**How to complete this task:**
Nothing should differ. Repeat every record as written.

--------------------------------------------------

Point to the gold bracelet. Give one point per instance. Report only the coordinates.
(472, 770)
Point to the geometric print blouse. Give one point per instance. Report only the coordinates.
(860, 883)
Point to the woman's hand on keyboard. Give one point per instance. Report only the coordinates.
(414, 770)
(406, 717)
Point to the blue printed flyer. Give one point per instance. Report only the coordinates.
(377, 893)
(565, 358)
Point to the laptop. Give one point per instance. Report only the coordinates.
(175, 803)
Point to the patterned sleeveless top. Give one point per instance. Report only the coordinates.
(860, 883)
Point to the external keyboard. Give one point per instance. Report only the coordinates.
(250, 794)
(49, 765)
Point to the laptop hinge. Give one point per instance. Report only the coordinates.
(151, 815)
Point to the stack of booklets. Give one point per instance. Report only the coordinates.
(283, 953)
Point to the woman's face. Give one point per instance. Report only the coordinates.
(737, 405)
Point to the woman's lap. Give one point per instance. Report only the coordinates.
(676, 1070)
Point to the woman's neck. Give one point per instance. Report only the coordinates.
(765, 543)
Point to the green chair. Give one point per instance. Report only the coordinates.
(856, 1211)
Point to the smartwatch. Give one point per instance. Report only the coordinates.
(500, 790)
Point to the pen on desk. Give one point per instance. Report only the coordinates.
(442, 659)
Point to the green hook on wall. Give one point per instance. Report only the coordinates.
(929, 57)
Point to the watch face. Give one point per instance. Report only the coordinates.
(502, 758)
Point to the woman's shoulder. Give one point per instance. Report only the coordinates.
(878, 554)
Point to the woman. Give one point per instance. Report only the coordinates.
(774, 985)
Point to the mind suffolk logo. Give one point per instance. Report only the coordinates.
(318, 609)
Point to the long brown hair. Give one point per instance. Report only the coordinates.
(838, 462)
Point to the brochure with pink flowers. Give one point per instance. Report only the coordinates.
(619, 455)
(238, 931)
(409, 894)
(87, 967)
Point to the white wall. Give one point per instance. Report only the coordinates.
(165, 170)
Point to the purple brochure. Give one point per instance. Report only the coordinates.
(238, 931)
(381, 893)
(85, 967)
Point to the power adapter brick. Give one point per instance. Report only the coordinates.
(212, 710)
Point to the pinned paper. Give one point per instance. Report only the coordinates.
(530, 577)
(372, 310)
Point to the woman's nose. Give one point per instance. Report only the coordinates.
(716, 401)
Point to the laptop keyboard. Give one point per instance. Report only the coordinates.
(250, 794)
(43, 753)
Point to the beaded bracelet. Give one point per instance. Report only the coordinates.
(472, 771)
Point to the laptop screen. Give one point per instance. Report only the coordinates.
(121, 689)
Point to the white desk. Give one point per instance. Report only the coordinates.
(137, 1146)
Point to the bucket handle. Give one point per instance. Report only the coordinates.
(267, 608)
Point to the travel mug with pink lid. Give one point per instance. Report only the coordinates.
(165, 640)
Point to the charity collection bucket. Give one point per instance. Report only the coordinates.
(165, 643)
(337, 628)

--------------------------------------------------

**Problem solution:**
Point to the gold bracelet. Give one point per instance. Report only the coordinates.
(472, 770)
Point to the geometric print blouse. Give one point per instance. Report only the coordinates.
(860, 883)
Point to the woman's hand on keyboard. Give one point per instance. Report only the coordinates.
(414, 770)
(406, 717)
Point to the blue printed flyer. Give one point per instance. Report only the coordinates.
(377, 893)
(565, 358)
Point to the laptop. Give one point per instance. Report only the coordinates.
(175, 803)
Point to the patterned sleeveless top. Give one point per instance. Report only the coordinates.
(860, 883)
Point to the external keyboard. Give one point per instance. Report only the coordinates.
(250, 794)
(49, 765)
Point to the laptop hinge. Give one point per instance. Report only the coordinates.
(151, 815)
Point to the stack of booklets. Give one point per instance. Report only the coordinates.
(283, 953)
Point to the woman's face. Give one point per instance. Report only the coordinates.
(737, 405)
Point to the woman's lap. Give one point per instance. Report only the coordinates.
(676, 1070)
Point to the woman's neck. Give one point per instance. Report only the coordinates.
(765, 543)
Point to the green chair. Give one point per instance. Report only the coordinates.
(856, 1211)
Point to the smartwatch. Give one point per instance. Report only the coordinates.
(500, 790)
Point to the pen on desk. Give one point per instance. Report only the coordinates.
(442, 659)
Point to the green hook on wall. Give one point per instance. Report only the coordinates.
(929, 57)
Point to the watch face. Give one point per instance. Report only the coordinates.
(502, 758)
Point to the woman's shoulder. Give one point per instance. Report only the coordinates.
(878, 554)
Point to the woman. Give one point per instance. Report only the coordinates.
(774, 985)
Point to the mind suffolk logo. Give one point per instance. Report only the coordinates.
(318, 609)
Point to the long brown hair. Give one point per instance. Report only the coordinates.
(838, 462)
Point to the brochure with pink flowers. Give one point per instance. Report only the coordinates.
(619, 455)
(238, 931)
(409, 894)
(87, 967)
Point to the white wall. Give one point per instance. Report only the coordinates.
(165, 170)
Point to the purple brochure. Give one point per instance. Report only the coordinates.
(238, 931)
(381, 893)
(85, 967)
Point to the power adapter brick. Give one point per instance. Report only the coordinates.
(212, 710)
Point to the pinned paper. Give one point per instance. Report only the coordinates.
(530, 577)
(372, 310)
Point to the woman's nose. Give one point per instance. Report only the coordinates.
(716, 401)
Point to the laptop keyboard. Give one point per instance. Report only the coordinates.
(250, 794)
(43, 753)
Point to the beaded bracelet. Give one point per instance. Report only the coordinates.
(472, 771)
Point to the laptop screen. Give one point per instance. Report only the coordinates.
(121, 689)
Point to the white desk. Give one point per instance. Report only the coordinates.
(137, 1146)
Point to the bucket handle. Give one point per instance. Report only the coordinates.
(267, 608)
Point to the travel mug with pink lid. Give one point per instance. Report only the coordinates.
(165, 640)
Point to the charity collection bucket. Give one point per instance. Report only the coordinates.
(165, 643)
(337, 628)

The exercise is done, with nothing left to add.